:: Task directions ::
Word for word, set down the entries that follow.

--- Exercise materials ---

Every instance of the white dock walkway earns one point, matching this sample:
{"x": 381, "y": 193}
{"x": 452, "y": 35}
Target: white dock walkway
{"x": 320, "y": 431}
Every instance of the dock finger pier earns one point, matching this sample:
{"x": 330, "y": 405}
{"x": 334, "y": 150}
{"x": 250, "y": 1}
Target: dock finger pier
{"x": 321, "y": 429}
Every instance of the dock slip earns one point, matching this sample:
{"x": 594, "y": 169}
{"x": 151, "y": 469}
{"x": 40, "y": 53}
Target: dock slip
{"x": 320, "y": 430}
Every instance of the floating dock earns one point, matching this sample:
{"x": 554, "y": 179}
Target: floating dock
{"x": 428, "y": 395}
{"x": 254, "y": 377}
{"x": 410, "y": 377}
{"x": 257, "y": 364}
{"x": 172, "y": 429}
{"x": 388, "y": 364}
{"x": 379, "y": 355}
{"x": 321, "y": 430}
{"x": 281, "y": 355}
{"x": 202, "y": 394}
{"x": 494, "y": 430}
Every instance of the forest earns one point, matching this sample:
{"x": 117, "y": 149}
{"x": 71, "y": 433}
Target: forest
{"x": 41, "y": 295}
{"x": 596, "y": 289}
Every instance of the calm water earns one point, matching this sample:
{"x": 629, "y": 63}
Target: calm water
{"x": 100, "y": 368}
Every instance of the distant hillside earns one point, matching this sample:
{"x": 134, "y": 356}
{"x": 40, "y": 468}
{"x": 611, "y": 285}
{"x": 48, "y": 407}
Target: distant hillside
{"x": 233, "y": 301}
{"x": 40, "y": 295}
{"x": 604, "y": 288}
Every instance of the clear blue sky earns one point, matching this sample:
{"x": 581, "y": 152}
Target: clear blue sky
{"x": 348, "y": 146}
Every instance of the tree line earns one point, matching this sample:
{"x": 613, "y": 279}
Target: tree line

---

:: Written solution ::
Every instance of the white dock walkway earns one point, matching this sample:
{"x": 381, "y": 193}
{"x": 452, "y": 35}
Target: white dock walkway
{"x": 320, "y": 431}
Every instance of the dock finger pier earns one point, matching this sample:
{"x": 330, "y": 405}
{"x": 334, "y": 150}
{"x": 250, "y": 1}
Target: dock finger pier
{"x": 321, "y": 429}
Every instance of the dock slip earns one point, matching this sample:
{"x": 594, "y": 169}
{"x": 151, "y": 469}
{"x": 40, "y": 53}
Target: dock slip
{"x": 320, "y": 430}
Every instance of the floating dock earns one point, matching this sample:
{"x": 554, "y": 179}
Target: floating dock
{"x": 428, "y": 395}
{"x": 254, "y": 377}
{"x": 410, "y": 377}
{"x": 257, "y": 364}
{"x": 172, "y": 429}
{"x": 388, "y": 364}
{"x": 379, "y": 355}
{"x": 321, "y": 430}
{"x": 281, "y": 355}
{"x": 202, "y": 394}
{"x": 494, "y": 430}
Every instance of the forest earns one point, matching this sample:
{"x": 117, "y": 149}
{"x": 71, "y": 433}
Target: forest
{"x": 41, "y": 295}
{"x": 596, "y": 289}
Every instance of the calm water earns one point, matching this sample:
{"x": 629, "y": 63}
Target: calm water
{"x": 100, "y": 368}
Every instance of the distant hillside earns one point, matching this sample:
{"x": 134, "y": 356}
{"x": 40, "y": 468}
{"x": 611, "y": 285}
{"x": 48, "y": 407}
Target: distant hillside
{"x": 233, "y": 301}
{"x": 40, "y": 295}
{"x": 604, "y": 288}
Every instance of the clear blue sky earns one point, matching this sample:
{"x": 581, "y": 152}
Target: clear blue sky
{"x": 348, "y": 146}
Every instance of the tree line earns one point, matching this sample:
{"x": 613, "y": 279}
Target: tree line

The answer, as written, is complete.